WHAT IS EXPECTED: Copy every one of the following lines of data without changing a single character.

== INFORMATION GIVEN ==

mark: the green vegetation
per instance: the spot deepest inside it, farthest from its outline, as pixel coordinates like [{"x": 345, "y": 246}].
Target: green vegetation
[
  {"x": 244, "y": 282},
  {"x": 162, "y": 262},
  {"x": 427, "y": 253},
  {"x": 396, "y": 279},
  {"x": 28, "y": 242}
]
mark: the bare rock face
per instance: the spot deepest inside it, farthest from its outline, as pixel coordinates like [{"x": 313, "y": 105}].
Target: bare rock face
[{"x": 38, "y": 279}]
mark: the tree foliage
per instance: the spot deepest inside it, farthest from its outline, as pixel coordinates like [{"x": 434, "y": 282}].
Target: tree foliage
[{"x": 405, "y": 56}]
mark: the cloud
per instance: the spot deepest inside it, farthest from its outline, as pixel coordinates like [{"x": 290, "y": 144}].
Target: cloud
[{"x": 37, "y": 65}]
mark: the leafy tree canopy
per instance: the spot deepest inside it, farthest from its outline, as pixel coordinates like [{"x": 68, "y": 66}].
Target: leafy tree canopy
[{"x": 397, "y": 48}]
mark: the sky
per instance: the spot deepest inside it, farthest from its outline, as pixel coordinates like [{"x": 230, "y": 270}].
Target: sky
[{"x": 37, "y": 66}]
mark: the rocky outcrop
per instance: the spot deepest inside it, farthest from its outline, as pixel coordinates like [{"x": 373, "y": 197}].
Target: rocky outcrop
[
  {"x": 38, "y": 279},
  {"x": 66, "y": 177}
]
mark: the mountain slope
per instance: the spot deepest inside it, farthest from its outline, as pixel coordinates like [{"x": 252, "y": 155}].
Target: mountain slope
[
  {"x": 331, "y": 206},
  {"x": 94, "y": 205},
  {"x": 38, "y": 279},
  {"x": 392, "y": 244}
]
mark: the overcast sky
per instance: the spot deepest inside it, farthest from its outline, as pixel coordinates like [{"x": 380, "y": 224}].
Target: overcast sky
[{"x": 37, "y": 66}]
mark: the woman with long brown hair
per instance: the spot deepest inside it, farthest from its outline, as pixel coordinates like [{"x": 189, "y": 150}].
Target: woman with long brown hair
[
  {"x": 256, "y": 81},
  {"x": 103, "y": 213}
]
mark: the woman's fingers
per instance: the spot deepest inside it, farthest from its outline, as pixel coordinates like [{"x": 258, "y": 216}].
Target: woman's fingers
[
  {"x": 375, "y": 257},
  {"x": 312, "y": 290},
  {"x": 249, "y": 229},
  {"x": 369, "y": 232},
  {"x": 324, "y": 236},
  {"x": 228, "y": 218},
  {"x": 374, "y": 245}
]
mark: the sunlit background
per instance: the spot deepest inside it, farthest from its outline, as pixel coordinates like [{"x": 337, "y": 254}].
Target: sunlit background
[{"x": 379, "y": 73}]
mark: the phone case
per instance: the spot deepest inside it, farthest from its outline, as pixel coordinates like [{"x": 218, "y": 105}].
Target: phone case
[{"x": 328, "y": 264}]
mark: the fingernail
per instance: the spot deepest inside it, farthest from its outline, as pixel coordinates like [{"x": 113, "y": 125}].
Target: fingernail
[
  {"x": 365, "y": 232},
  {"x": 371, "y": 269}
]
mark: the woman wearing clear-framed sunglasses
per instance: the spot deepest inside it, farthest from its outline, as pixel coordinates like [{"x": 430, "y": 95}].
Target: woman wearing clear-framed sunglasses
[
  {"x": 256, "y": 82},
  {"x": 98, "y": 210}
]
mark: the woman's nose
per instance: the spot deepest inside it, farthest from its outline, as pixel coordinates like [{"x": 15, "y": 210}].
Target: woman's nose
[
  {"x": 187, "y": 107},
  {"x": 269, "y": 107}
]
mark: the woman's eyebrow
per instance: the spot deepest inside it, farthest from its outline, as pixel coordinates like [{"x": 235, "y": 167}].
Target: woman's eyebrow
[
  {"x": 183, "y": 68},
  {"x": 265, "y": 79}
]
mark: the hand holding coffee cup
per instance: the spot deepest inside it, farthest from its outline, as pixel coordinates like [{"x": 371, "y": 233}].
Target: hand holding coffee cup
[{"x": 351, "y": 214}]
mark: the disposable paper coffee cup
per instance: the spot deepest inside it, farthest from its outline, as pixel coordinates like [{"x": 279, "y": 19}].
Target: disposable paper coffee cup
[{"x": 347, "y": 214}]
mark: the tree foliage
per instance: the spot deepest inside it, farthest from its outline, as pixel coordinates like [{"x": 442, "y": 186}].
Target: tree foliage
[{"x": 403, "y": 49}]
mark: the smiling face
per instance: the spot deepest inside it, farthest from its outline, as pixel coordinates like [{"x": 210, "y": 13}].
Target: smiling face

===

WRITTEN RESPONSE:
mark: the green vegetation
per instance: the spot deepest inside it, farthest from its outline, as pixel coordinates like [{"x": 345, "y": 246}].
Target: green vegetation
[
  {"x": 244, "y": 282},
  {"x": 162, "y": 262},
  {"x": 427, "y": 253},
  {"x": 396, "y": 279},
  {"x": 28, "y": 242}
]
mark: the bare rock face
per instance: the spot deepest inside it, farthest from its outline, as pixel coordinates like [{"x": 313, "y": 105}].
Target: bare rock face
[{"x": 38, "y": 279}]
mark: the tree foliage
per instance: the spot deepest inside it, farthest from its outline, as pixel coordinates like [{"x": 434, "y": 282}].
Target: tree foliage
[{"x": 405, "y": 56}]
mark: the cloud
per instance: the spot deepest inside it, farthest from its outline, as pixel coordinates like [{"x": 290, "y": 144}].
Target: cloud
[{"x": 37, "y": 65}]
mark: the leafy tree canopy
per instance: the spot deepest inside it, farthest from its outline, as pixel coordinates like [{"x": 68, "y": 66}].
Target: leafy tree canopy
[{"x": 397, "y": 48}]
mark: the sky
per instance: the spot deepest inside it, farthest from its outline, as pixel coordinates like [{"x": 230, "y": 270}].
Target: sky
[{"x": 37, "y": 66}]
mark: the rocky outcrop
per instance: the spot deepest inside it, farthest from its outline, as pixel coordinates like [{"x": 373, "y": 197}].
Target: rocky outcrop
[
  {"x": 38, "y": 279},
  {"x": 66, "y": 177}
]
mark: the mountain slope
per instance: the spot deepest inside it, farthest from its outline, as pixel coordinates like [{"x": 252, "y": 155}].
Target: mountain slope
[
  {"x": 331, "y": 206},
  {"x": 94, "y": 205},
  {"x": 38, "y": 279},
  {"x": 392, "y": 244}
]
mark: the overcast sky
per instance: the spot deepest inside it, farthest from its outline, as pixel coordinates like [{"x": 380, "y": 224}].
Target: overcast sky
[{"x": 37, "y": 66}]
mark: the woman with long brown hair
per instance: the spot deepest inside it, farthest from its outline, as pixel coordinates like [{"x": 189, "y": 150}].
Target: woman with long brown hair
[
  {"x": 256, "y": 81},
  {"x": 103, "y": 213}
]
mark: the woman's fingers
per instance: the spot deepest inside it, farthest from its outline, as pixel coordinates like [{"x": 258, "y": 216}].
Target: woman's fingers
[
  {"x": 375, "y": 257},
  {"x": 312, "y": 290},
  {"x": 249, "y": 229},
  {"x": 369, "y": 232},
  {"x": 324, "y": 236},
  {"x": 228, "y": 218},
  {"x": 374, "y": 245}
]
mark: the sunlit background
per instance: the spot deepest inside it, farthest from its outline, as pixel coordinates like [{"x": 337, "y": 254}].
Target: sunlit background
[{"x": 379, "y": 73}]
mark: the phone case
per instance: the spot deepest inside it, farthest from its outline, as pixel coordinates like [{"x": 218, "y": 105}].
Target: phone case
[{"x": 328, "y": 264}]
mark: the fingernail
per instance: the spot deepest inside it, farthest from its outline, as pixel coordinates like [{"x": 113, "y": 125}].
Target: fingernail
[
  {"x": 365, "y": 232},
  {"x": 371, "y": 269}
]
mark: the woman wearing clear-framed sunglasses
per instance: the spot deepest inside it, farthest from its outline, as pixel coordinates like [{"x": 430, "y": 95}].
Target: woman wearing clear-framed sunglasses
[
  {"x": 256, "y": 82},
  {"x": 98, "y": 210}
]
mark: the woman's nose
per instance: the spot deepest inside it, farthest from its outline, as pixel coordinates like [{"x": 15, "y": 210}].
Target: woman's nose
[
  {"x": 187, "y": 107},
  {"x": 269, "y": 107}
]
mark: the woman's eyebrow
per instance: the spot deepest inside it, farthest from its outline, as pixel coordinates like [{"x": 235, "y": 167}].
Target: woman's eyebrow
[
  {"x": 183, "y": 68},
  {"x": 265, "y": 79}
]
mark: the hand holding coffee cup
per instance: the spot deepest inside it, farthest from its outline, as pixel coordinates like [{"x": 371, "y": 233}].
Target: hand holding coffee cup
[{"x": 351, "y": 214}]
mark: the disposable paper coffee cup
per instance: the spot deepest inside it, farthest from its outline, as pixel coordinates like [{"x": 279, "y": 19}].
Target: disposable paper coffee cup
[{"x": 347, "y": 214}]
mark: the tree foliage
per instance: the spot deepest inside it, farthest from its outline, as pixel coordinates like [{"x": 442, "y": 186}].
Target: tree foliage
[{"x": 403, "y": 49}]
mark: the smiling face
per instance: the spot deepest inside it, farthest from its outline, as pixel coordinates like [{"x": 210, "y": 13}].
Target: smiling face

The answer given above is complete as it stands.